*ASSIGNMENT*
Please give the records below back in full, exactly as shown.

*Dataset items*
++++++++++

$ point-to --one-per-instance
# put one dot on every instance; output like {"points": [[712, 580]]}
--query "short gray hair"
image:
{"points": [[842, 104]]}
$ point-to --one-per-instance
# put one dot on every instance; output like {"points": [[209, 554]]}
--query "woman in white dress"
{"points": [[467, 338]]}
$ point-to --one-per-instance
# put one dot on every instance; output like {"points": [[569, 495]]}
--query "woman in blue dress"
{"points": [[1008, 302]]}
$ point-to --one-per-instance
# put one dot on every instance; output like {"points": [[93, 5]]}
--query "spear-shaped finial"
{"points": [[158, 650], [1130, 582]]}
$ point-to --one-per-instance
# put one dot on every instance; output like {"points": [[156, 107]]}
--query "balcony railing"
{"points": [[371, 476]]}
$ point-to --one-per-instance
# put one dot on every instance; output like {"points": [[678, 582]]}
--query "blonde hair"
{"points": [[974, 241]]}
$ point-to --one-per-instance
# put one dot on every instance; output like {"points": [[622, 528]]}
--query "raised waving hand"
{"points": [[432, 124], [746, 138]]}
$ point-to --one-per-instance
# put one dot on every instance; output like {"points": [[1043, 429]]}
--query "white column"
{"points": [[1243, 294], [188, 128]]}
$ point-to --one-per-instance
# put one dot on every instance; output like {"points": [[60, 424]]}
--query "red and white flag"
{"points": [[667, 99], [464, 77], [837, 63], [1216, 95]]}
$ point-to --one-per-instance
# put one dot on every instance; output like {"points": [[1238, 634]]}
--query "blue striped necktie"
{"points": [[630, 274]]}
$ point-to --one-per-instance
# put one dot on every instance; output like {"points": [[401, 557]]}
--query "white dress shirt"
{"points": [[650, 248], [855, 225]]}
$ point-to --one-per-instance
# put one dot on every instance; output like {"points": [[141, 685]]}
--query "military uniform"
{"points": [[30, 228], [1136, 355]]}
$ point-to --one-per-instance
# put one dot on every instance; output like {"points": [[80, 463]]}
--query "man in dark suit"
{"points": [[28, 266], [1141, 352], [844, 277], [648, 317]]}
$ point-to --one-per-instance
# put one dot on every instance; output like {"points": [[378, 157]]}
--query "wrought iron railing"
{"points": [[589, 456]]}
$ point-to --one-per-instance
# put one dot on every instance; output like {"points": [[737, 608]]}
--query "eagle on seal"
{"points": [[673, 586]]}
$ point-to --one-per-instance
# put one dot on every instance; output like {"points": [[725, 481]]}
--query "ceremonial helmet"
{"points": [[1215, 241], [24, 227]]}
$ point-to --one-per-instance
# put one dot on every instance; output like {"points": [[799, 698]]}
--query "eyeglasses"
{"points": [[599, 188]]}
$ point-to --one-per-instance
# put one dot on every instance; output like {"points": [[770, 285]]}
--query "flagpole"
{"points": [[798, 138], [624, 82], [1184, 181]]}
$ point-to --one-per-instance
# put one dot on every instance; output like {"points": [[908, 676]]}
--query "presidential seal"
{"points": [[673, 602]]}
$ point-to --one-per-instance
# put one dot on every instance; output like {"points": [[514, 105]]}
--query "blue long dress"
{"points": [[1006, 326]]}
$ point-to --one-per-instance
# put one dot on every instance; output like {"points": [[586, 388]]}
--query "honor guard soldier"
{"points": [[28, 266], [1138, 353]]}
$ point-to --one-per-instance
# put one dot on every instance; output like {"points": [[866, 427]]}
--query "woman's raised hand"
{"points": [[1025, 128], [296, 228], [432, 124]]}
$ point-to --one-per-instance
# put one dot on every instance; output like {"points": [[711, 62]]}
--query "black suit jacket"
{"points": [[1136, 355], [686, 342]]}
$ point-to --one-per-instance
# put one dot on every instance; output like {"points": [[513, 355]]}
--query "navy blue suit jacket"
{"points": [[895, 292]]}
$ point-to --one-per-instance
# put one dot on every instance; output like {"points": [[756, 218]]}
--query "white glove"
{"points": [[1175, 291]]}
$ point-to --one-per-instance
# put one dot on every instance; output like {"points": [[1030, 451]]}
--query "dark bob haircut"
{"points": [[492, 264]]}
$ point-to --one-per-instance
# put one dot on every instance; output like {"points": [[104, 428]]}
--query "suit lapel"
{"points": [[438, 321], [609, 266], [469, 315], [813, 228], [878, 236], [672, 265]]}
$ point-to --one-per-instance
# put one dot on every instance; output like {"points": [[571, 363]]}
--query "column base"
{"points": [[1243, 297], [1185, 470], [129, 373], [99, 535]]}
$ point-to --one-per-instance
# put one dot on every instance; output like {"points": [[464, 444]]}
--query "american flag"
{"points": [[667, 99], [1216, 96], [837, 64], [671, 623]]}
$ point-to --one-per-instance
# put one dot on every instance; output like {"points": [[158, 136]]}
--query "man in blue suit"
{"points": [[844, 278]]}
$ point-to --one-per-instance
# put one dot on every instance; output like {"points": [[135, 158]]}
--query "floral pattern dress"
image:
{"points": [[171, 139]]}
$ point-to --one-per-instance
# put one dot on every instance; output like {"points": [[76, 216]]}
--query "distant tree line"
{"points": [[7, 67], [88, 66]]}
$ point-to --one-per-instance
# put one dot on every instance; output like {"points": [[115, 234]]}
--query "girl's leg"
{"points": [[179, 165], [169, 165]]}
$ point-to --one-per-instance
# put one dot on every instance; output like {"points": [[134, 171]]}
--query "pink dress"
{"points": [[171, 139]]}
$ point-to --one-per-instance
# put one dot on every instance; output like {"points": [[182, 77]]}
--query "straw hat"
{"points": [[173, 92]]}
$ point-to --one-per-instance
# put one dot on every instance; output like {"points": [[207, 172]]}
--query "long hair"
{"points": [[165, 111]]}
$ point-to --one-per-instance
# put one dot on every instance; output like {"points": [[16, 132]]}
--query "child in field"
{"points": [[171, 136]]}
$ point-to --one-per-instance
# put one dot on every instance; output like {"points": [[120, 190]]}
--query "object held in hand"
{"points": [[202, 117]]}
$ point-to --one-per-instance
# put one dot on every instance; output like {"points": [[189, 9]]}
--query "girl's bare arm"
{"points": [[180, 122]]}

++++++++++

*ANSWER SPACE*
$ point-to --one-per-instance
# put one dot on every instance; output like {"points": [[712, 580]]}
--query "short gray hair"
image:
{"points": [[842, 104]]}
$ point-to --one-per-instance
# put one dot on every instance; output like {"points": [[209, 554]]}
--query "woman in white dress"
{"points": [[467, 338]]}
$ point-to --one-per-instance
# put one dot on every instance; output like {"points": [[569, 495]]}
--query "woman in blue dress"
{"points": [[1008, 302]]}
$ point-to --one-per-instance
# put one dot on every instance; output like {"points": [[93, 5]]}
--query "spear-shaped finial"
{"points": [[158, 650], [1130, 582]]}
$ point-to --one-per-instance
# put one dot on every instance; output like {"points": [[156, 107]]}
--query "balcony railing"
{"points": [[371, 476]]}
$ point-to --one-per-instance
# put one dot on every instance; output like {"points": [[678, 582]]}
--query "blonde hair"
{"points": [[974, 241]]}
$ point-to --one-per-instance
# put one dot on every instance; output like {"points": [[622, 528]]}
--query "raised waving hand"
{"points": [[432, 124], [746, 138]]}
$ point-to --one-per-instance
# put one dot on every instance; output like {"points": [[1043, 429]]}
--query "white column"
{"points": [[1243, 294], [188, 128]]}
$ point-to --one-per-instance
# put one dot on every instance; output like {"points": [[60, 424]]}
--query "red and white flag"
{"points": [[667, 99], [464, 77], [837, 63], [1216, 95]]}
$ point-to --one-per-instance
# put one dot on every instance; output like {"points": [[1238, 634]]}
--query "blue striped necktie"
{"points": [[630, 274]]}
$ point-to --one-per-instance
# put one dot on every instance; output like {"points": [[401, 557]]}
--query "white dress shirt"
{"points": [[650, 248], [855, 225]]}
$ point-to --one-per-instance
# put one dot on every instance; output like {"points": [[141, 685]]}
--query "military uniform"
{"points": [[30, 228], [1136, 355]]}
$ point-to --one-per-instance
# put one dot on every instance; output like {"points": [[80, 463]]}
--query "man in dark suit"
{"points": [[28, 266], [1141, 352], [844, 277], [648, 317]]}
$ point-to --one-per-instance
# put one dot on every instance; output like {"points": [[378, 157]]}
--query "wrought iron railing"
{"points": [[589, 456]]}
$ point-to --one-per-instance
# put one dot on every instance; output like {"points": [[737, 608]]}
--query "eagle on seal"
{"points": [[673, 586]]}
$ point-to --one-per-instance
# put one dot on every instance; output like {"points": [[725, 481]]}
--query "ceremonial helmet"
{"points": [[1215, 241], [24, 227]]}
$ point-to --one-per-instance
# put one dot on every instance; output like {"points": [[799, 698]]}
--query "eyeglasses"
{"points": [[599, 188]]}
$ point-to --one-per-instance
# put one dot on every instance; output like {"points": [[770, 285]]}
--query "flagpole"
{"points": [[798, 138], [624, 82], [1184, 181]]}
$ point-to --one-per-instance
# put one dot on every instance; output like {"points": [[908, 676]]}
--query "presidential seal"
{"points": [[673, 602]]}
$ point-to --one-per-instance
# put one dot on every instance; output like {"points": [[514, 105]]}
--query "blue long dress"
{"points": [[1006, 326]]}
$ point-to --one-per-instance
# put one dot on every instance; output like {"points": [[586, 388]]}
--query "honor guard soldier"
{"points": [[28, 266], [1138, 353]]}
$ point-to --one-per-instance
# put one dot on every instance; output like {"points": [[866, 427]]}
--query "woman's raised hand"
{"points": [[1025, 128], [296, 228], [432, 124]]}
$ point-to --one-per-instance
# put one dot on every instance; output like {"points": [[711, 62]]}
--query "black suit jacket"
{"points": [[1136, 355], [686, 342]]}
$ point-to --one-per-instance
# put one dot on every instance; output like {"points": [[513, 355]]}
--query "navy blue suit jacket"
{"points": [[895, 292]]}
$ point-to --one-per-instance
# put one dot on every instance; output like {"points": [[756, 218]]}
--query "white glove"
{"points": [[1175, 291]]}
$ point-to --one-per-instance
# put one dot on every instance; output like {"points": [[1030, 451]]}
--query "dark bob haircut"
{"points": [[492, 264]]}
$ point-to --one-per-instance
# put one dot on every instance; output like {"points": [[104, 428]]}
--query "suit lapel"
{"points": [[438, 321], [609, 266], [469, 315], [813, 228], [878, 236], [672, 265]]}
$ point-to --one-per-instance
# put one dot on every instance; output like {"points": [[571, 363]]}
--query "column base"
{"points": [[1243, 297], [1185, 470], [129, 373], [99, 535]]}
$ point-to --one-per-instance
# put one dot on every instance; output like {"points": [[464, 444]]}
--query "american flag"
{"points": [[667, 99], [1216, 96], [837, 64], [671, 623]]}
$ point-to --one-per-instance
# put one dot on every instance; output like {"points": [[158, 136]]}
--query "man in blue suit"
{"points": [[844, 278]]}
$ point-to --one-per-instance
# put one dot on every instance; output like {"points": [[135, 158]]}
--query "floral pattern dress"
image:
{"points": [[171, 139]]}
$ point-to --one-per-instance
# put one dot on every instance; output like {"points": [[76, 216]]}
--query "distant tree line"
{"points": [[7, 67], [88, 66]]}
$ point-to --one-per-instance
# put one dot on every instance; output like {"points": [[115, 234]]}
--query "girl's leg"
{"points": [[179, 165], [169, 165]]}
$ point-to --one-per-instance
# put one dot on every instance; output like {"points": [[134, 171]]}
--query "pink dress"
{"points": [[171, 139]]}
$ point-to --one-per-instance
# put one dot on every instance; output like {"points": [[182, 77]]}
--query "straw hat"
{"points": [[173, 92]]}
$ point-to --one-per-instance
# put one dot on every instance; output like {"points": [[207, 172]]}
--query "long hair"
{"points": [[165, 111]]}
$ point-to --one-per-instance
# put one dot on every instance; output like {"points": [[16, 132]]}
--query "child in field"
{"points": [[171, 136]]}
$ point-to --one-per-instance
# put one dot on every instance; output like {"points": [[120, 190]]}
--query "object held in hand"
{"points": [[202, 117]]}
$ point-to --one-per-instance
# put one dot on every instance; output like {"points": [[189, 9]]}
--query "girl's bare arm"
{"points": [[180, 122]]}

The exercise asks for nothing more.